• EXERCISE GOAL
An exact reproduction of the records is required, with all pictures omitted.

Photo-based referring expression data
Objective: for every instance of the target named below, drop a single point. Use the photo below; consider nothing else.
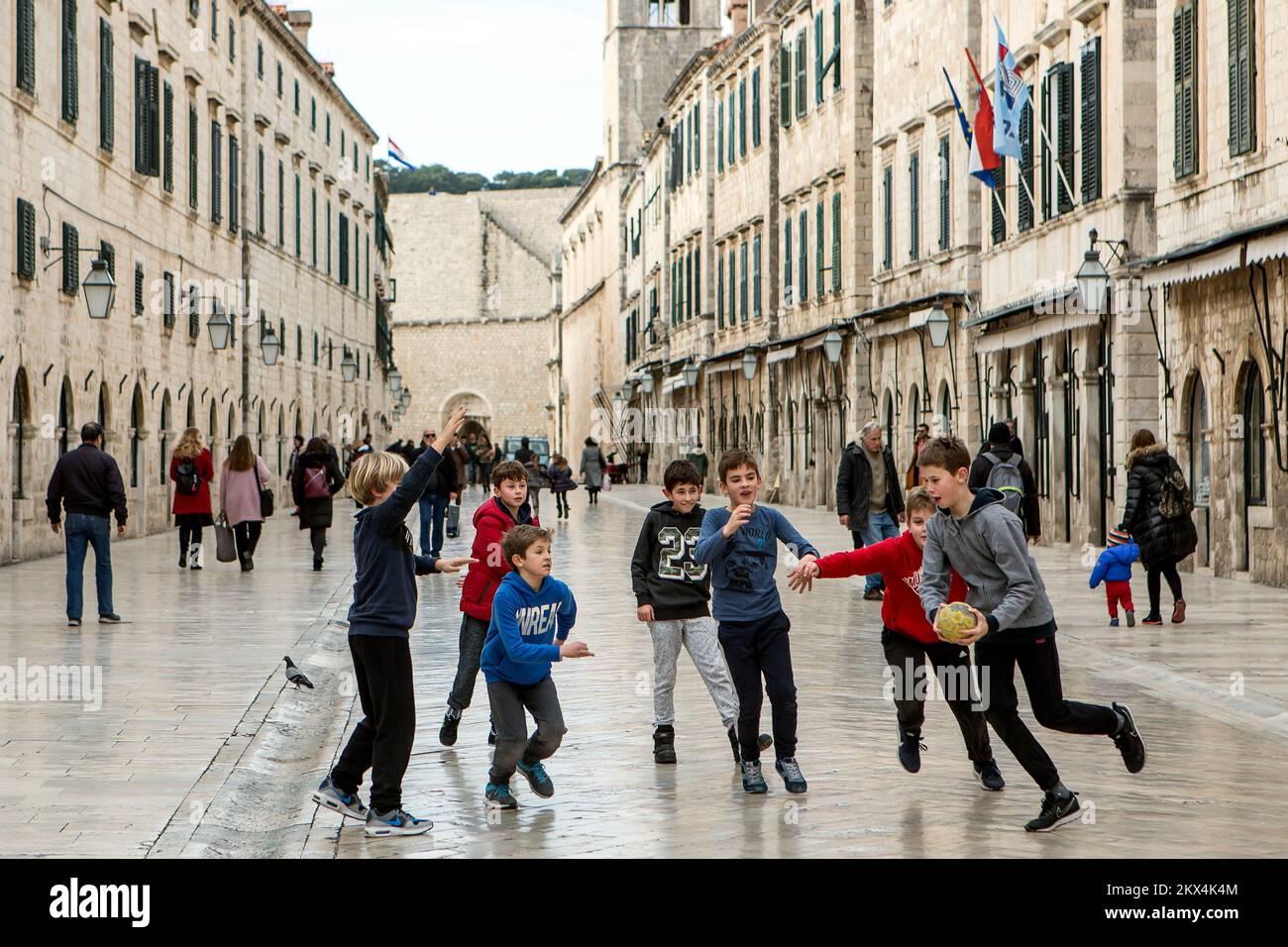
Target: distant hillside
(446, 180)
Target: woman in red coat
(192, 470)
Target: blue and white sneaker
(385, 825)
(498, 796)
(331, 797)
(537, 780)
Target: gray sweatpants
(698, 637)
(507, 702)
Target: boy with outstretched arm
(671, 594)
(506, 508)
(975, 535)
(909, 641)
(532, 615)
(382, 609)
(741, 543)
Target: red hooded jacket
(490, 522)
(898, 560)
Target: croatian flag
(1013, 97)
(395, 154)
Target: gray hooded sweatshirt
(988, 552)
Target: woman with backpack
(192, 470)
(1158, 518)
(241, 479)
(316, 479)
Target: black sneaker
(1128, 741)
(990, 776)
(910, 749)
(447, 732)
(1055, 812)
(664, 744)
(791, 772)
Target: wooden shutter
(71, 97)
(26, 240)
(106, 101)
(27, 47)
(1091, 120)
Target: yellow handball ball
(952, 620)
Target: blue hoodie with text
(519, 646)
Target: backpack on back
(1005, 476)
(314, 483)
(187, 478)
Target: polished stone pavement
(200, 749)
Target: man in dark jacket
(88, 484)
(433, 502)
(1001, 447)
(868, 497)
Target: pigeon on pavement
(295, 676)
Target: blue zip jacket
(742, 566)
(519, 646)
(1115, 564)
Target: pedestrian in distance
(241, 479)
(316, 480)
(506, 508)
(1159, 517)
(671, 596)
(86, 484)
(910, 642)
(380, 617)
(739, 543)
(192, 470)
(1113, 567)
(533, 613)
(975, 535)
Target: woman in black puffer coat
(314, 480)
(1162, 541)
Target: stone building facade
(207, 158)
(475, 308)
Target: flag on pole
(395, 154)
(1012, 94)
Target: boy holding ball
(975, 535)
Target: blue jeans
(80, 531)
(433, 508)
(881, 526)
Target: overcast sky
(478, 85)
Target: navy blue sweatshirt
(385, 567)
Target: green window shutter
(71, 95)
(818, 250)
(945, 193)
(802, 53)
(167, 138)
(785, 86)
(1091, 120)
(818, 58)
(26, 262)
(106, 101)
(836, 243)
(26, 37)
(914, 206)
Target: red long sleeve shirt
(898, 560)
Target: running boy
(507, 506)
(910, 642)
(739, 543)
(1113, 566)
(975, 535)
(671, 594)
(382, 609)
(529, 613)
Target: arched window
(1253, 438)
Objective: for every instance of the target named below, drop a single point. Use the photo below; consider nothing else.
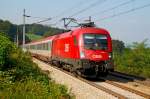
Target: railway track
(133, 78)
(119, 91)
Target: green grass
(20, 78)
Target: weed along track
(85, 89)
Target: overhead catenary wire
(68, 10)
(88, 7)
(112, 8)
(85, 9)
(124, 12)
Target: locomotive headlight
(82, 55)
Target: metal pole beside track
(23, 42)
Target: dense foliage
(20, 77)
(135, 60)
(36, 29)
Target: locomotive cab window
(95, 41)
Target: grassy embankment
(20, 77)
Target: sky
(128, 27)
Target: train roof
(74, 32)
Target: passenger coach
(86, 51)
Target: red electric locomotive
(86, 51)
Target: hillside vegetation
(21, 79)
(134, 59)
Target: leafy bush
(20, 77)
(135, 60)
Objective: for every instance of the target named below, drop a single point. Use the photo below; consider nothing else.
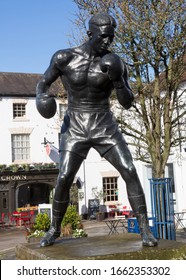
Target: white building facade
(23, 131)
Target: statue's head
(101, 20)
(101, 31)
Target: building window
(20, 147)
(110, 189)
(19, 110)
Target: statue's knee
(131, 170)
(62, 179)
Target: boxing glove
(113, 66)
(46, 105)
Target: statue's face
(101, 38)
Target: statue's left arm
(118, 74)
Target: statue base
(126, 246)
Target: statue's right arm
(45, 103)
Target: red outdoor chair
(14, 218)
(25, 218)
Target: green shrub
(42, 222)
(71, 217)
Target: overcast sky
(31, 31)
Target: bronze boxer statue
(89, 74)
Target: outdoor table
(179, 217)
(112, 225)
(124, 223)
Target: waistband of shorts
(89, 108)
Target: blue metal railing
(163, 207)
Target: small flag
(52, 152)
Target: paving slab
(109, 247)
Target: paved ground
(10, 237)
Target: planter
(34, 239)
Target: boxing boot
(138, 205)
(59, 210)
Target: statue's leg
(120, 157)
(69, 165)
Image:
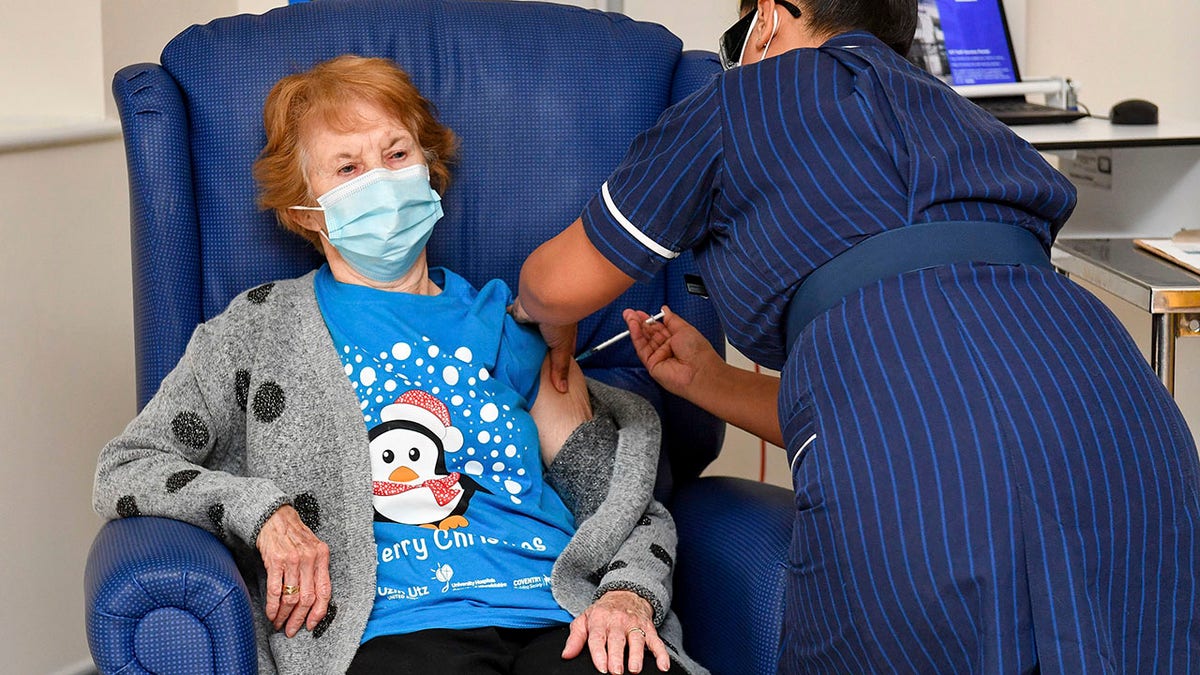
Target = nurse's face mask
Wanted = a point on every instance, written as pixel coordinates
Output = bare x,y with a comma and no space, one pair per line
733,42
381,221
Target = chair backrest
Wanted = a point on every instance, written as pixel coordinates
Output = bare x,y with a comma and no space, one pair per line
544,97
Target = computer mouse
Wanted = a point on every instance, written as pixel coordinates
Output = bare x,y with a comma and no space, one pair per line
1134,111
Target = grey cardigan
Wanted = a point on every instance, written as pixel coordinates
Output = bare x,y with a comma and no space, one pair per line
259,413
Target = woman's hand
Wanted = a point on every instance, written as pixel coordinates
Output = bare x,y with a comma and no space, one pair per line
617,619
673,352
295,560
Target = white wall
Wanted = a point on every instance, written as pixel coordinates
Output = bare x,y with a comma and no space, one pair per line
65,287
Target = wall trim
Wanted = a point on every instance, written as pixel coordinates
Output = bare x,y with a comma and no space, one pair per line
18,133
84,667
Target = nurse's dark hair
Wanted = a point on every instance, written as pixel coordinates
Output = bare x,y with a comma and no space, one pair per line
894,22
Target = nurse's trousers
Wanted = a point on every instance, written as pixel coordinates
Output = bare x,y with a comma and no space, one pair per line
989,478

• FINISHED TASK
Objective: for every instance of the target named below, drop a single point. Use the photo below; consider nothing else.
Target: distant hillside
(446, 180)
Target: woman in red coat
(192, 470)
Target: blue and white sneaker
(385, 825)
(498, 796)
(331, 797)
(537, 780)
Target: gray sweatpants
(698, 637)
(507, 702)
Target: boy with outstretched arm
(671, 594)
(506, 508)
(975, 535)
(909, 641)
(532, 615)
(382, 609)
(741, 543)
Target: red hooded jacket
(490, 522)
(898, 560)
Target: croatian flag
(1013, 97)
(395, 154)
Target: gray hooded sweatshirt
(988, 552)
Target: woman with backpack
(192, 470)
(1158, 518)
(241, 479)
(316, 479)
Target: black sneaker
(1128, 741)
(990, 776)
(910, 749)
(447, 732)
(1055, 812)
(664, 744)
(791, 772)
Target: wooden shutter
(71, 97)
(26, 240)
(106, 101)
(27, 47)
(1091, 120)
Target: yellow handball ball
(952, 620)
Target: blue hoodie with text
(519, 646)
Target: backpack on back
(1005, 476)
(314, 483)
(187, 478)
Target: polished stone pavement
(200, 749)
Target: man in dark jacket
(88, 484)
(433, 502)
(1001, 447)
(868, 497)
Target: pigeon on pavement
(295, 676)
Target: blue zip jacket
(742, 566)
(519, 646)
(1115, 564)
Target: pedestrian in distance
(241, 479)
(316, 480)
(506, 508)
(1159, 517)
(671, 596)
(86, 484)
(910, 642)
(380, 617)
(739, 543)
(192, 470)
(1113, 567)
(533, 613)
(975, 535)
Target: woman in black puffer coat
(314, 480)
(1162, 541)
Target: stone building facade
(207, 158)
(475, 308)
Target: flag on pole
(395, 154)
(1012, 94)
Target: boy holding ball
(975, 535)
Target: blue jeans
(80, 531)
(433, 508)
(881, 526)
Target: overcast sky
(478, 85)
Target: navy blue sweatshirt
(385, 567)
Target: green window shutter
(71, 95)
(818, 250)
(945, 193)
(802, 53)
(167, 138)
(785, 86)
(1091, 120)
(818, 58)
(26, 262)
(106, 101)
(836, 243)
(26, 37)
(914, 206)
Target: red long sleeve shirt
(898, 560)
Target: running boy
(507, 506)
(910, 642)
(739, 543)
(1113, 566)
(975, 535)
(671, 594)
(382, 609)
(529, 613)
Target: arched window
(1253, 438)
Objective: for every instance of the target named below, drop a single point. Use the photo below; consider nothing else.
Target: railway track
(133, 78)
(119, 91)
Target: green grass
(20, 78)
Target: weed along track
(85, 89)
Target: overhead catenary wire
(68, 10)
(88, 7)
(112, 8)
(85, 9)
(124, 12)
Target: locomotive headlight
(82, 55)
Target: metal pole beside track
(23, 42)
Target: dense foliage
(20, 77)
(135, 60)
(36, 29)
Target: locomotive cab window
(95, 41)
Target: grassy embankment
(20, 77)
Target: sky
(128, 27)
Target: train roof
(74, 32)
Target: passenger coach
(86, 51)
Target: red electric locomotive
(86, 51)
Target: hillside vegetation
(21, 79)
(134, 59)
Target: leafy bush
(20, 77)
(135, 60)
Objective: for every instance of the target named below, drop a single point. Use the photo below; consider nothing else.
Target: white building facade
(23, 131)
Target: statue's head
(101, 20)
(101, 31)
Target: building window
(20, 147)
(110, 189)
(19, 110)
Target: statue's knee
(131, 170)
(62, 179)
Target: boxing glove
(113, 66)
(46, 105)
Target: statue's face
(101, 38)
Target: statue's left arm
(118, 74)
Target: statue base
(126, 246)
Target: statue's right arm
(45, 103)
Target: red outdoor chair
(14, 218)
(25, 218)
Target: green shrub
(42, 222)
(71, 217)
Target: overcast sky
(31, 31)
Target: bronze boxer statue
(89, 74)
Target: outdoor table
(179, 217)
(112, 225)
(124, 223)
Target: waistband of shorts
(89, 108)
Target: blue metal railing
(163, 207)
Target: small flag
(52, 152)
Target: paving slab
(109, 247)
Target: paved ground
(10, 237)
Target: planter
(34, 239)
Target: boxing boot
(138, 205)
(59, 210)
Target: statue's leg
(120, 157)
(69, 165)
Image:
Target = nurse's face mask
Wanted = a point on every instance, written as pixel coordinates
Output = bare x,y with a comma and no space, one pair per line
733,42
381,221
Target = chair backrest
Wanted = a point on every instance, written as pixel coordinates
Output = bare x,y with a comma and no space, one pair per line
544,97
Target = computer mouse
Wanted = a point on every instance, written as pixel coordinates
Output = bare x,y with a comma and no space, one pair per line
1134,111
Target = grey cardigan
Wanted = a point on every instance, written as pixel coordinates
Output = bare x,y with a comma and no space, one pair per line
259,413
Target = woman's hand
Wanted = a point on every instance, written as pixel coordinates
Output = bare x,y with a comma and no space, one pair per line
617,619
673,352
295,560
Target = white wall
Wanted = a point on every instance, written as pixel coordinates
Output = bare x,y with a comma and no space, one pair per line
65,287
Target = wall trim
Wanted = a point on every instance, written as pixel coordinates
Output = bare x,y with a comma and no space, one pair per line
18,133
84,667
Target = nurse's dark hair
Wanted = a point on every instance, written as pixel coordinates
Output = bare x,y with a comma and no space, one pair per line
894,22
Target = nurse's trousers
Wanted = a point on every instance, written as pixel coordinates
Output = bare x,y with a comma and no space, one pair per line
989,478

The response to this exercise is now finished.